Start of TEXT SHOWN

Hello, welcome to LA, I am the OC a bit south of you.
Yes, defoliation is ok for many deciduous trees in your area in the late fall. I do it for my maples and sweet gums and few others. I used to defoliate elms too but they got too much so I stopped. The only thing I would add that you may not have been taught already is to move the D trees into complete shade in the winter. This keeps the pot and the tree a few degrees cooler. But make sure it is a well ventilated area to reduce chances of getting fungus and the dreaded verticillium wilt.
Good luck!
 
Hello, welcome to LA, I am the OC a bit south of you.
Yes, defoliation is ok for many deciduous trees in your area in the late fall. I do it for my maples and sweet gums and few others. I used to defoliate elms too but they got too much so I stopped. The only thing I would add that you may not have been taught already is to move the D trees into complete shade in the winter. This keeps the pot and the tree a few degrees cooler. But make sure it is a well ventilated area to reduce chances of getting fungus and the dreaded verticillium wilt.
Good luck!

Thanks so if I have a 30% shade cloth up increase it to about a 70-80% this time of year?

Ben
 
In W.LA what you have should be fine. Usually I wait until Nov. to defoliate any D trees with haven't dropped their leaves.
 
Beng,

Welcome back.

End of TEXT SHOWN
Start of SUPPLIED INFORMATION

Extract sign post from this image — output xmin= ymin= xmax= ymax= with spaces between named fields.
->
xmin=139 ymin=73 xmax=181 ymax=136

End of SUPPLIED INFORMATION

Repeat word for word the part of the defoliation thread that begins with the words containing "Thanks so if" and ends with "Welcome back.". The listing is separate material and has nothing to do with the defoliation thread.

§ **THE RESPONSE**:
Thanks so if I have a 30% shade cloth up increase it to about a 70-80% this time of year?

Ben
 
In W.LA what you have should be fine. Usually I wait until Nov. to defoliate any D trees with haven't dropped their leaves.
 
Beng,

Welcome back.